▸ SET OF TASKS:
**a)** Please condense the guide's paragraph that begins "Name: Enter exactly as printed" into a short list that keeps its main facts.
**b)** Reproduce the guide word for word, starting at "Step 2 — Fill" and ending at "rejection at DV.".

▸ ARTICLE:
Step 2 — Fill Personal Details Without Any Shortcuts
This section determines whether your application survives document verification. Every field here is cross-checked against your certificates.
Name: Enter exactly as printed on your Class 10 marksheet — including middle name or initials. Do not add Mr., Mrs., Shri, or Kumari. These are never part of an official name on educational certificates. If your marksheet reads “MANISH KUMAR SINGH,” enter all three words. One missing word can cause rejection at DV.
Date of birth: Always as per the 10th certificate. If there is a discrepancy between your Aadhaar and 10th marksheet, your 10th certificate is the valid document for government exams.
Father’s / Mother’s name: Same rule — enter exactly as in the 10th marksheet, including spelling and abbreviations.
Category: Select SC/ST/OBC/EWS/General accurately. For OBC candidates specifically — the creamy layer exclusion rule is more nuanced than a simple income cutoff. The ₹8 lakh per annum OBC creamy layer limit applies to income from “other sources” such as business, rent, and professional fees. Salary income and agricultural income are excluded from this calculation under the 1993 Office Memorandum that continues in force — confirmed as unchanged by the government as recently as October 2025. A government employee’s salary, for example, does not count toward the ₹8 lakh limit. If you are unsure, verify with the issuing authority before applying under OBC.
EWS candidates: Your EWS certificate must be issued for the current financial year (2025-26). A certificate from a previous year is not valid for 2026 applications.
Step 3 — Upload Your Photograph Correctly
A wrong photograph format is among the top three rejection reasons across all government exam portals. The problem is always preventable.
General photo requirements across most central government exams:
UPSC 2026 — additional mandatory step: UPSC now requires a live photograph captured in real-time via webcam or mobile camera during form submission, in addition to the uploaded passport photo. The live photo is automatically matched against the uploaded photo — any mismatch prevents the application from proceeding. Use Chrome or Firefox for best camera support; ensure your camera permission is enabled before opening the form.

▸ RAW DATA:
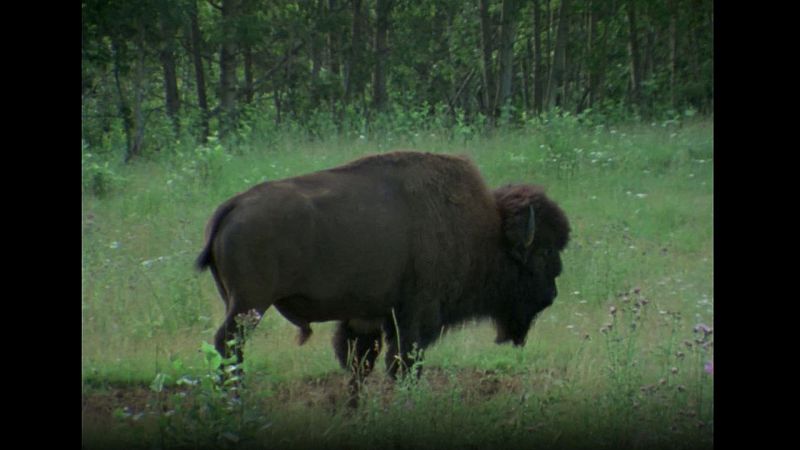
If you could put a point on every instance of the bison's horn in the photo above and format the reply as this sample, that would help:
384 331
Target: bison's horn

▸ PER-TASK ANSWERS:
**a)**
- Enter your name as it appears on your Class 10 marksheet, including any middle name or initials.
- Leave out titles such as Mr., Mrs., Shri, or Kumari. They are never part of an official name on educational certificates.
- Include every word shown. If the marksheet reads "MANISH KUMAR SINGH," enter all three words.
- One missing word can cause rejection at DV.

**b)**
Step 2 — Fill Personal Details Without Any Shortcuts
This section determines whether your application survives document verification. Every field here is cross-checked against your certificates.
Name: Enter exactly as printed on your Class 10 marksheet — including middle name or initials. Do not add Mr., Mrs., Shri, or Kumari. These are never part of an official name on educational certificates. If your marksheet reads “MANISH KUMAR SINGH,” enter all three words. One missing word can cause rejection at DV.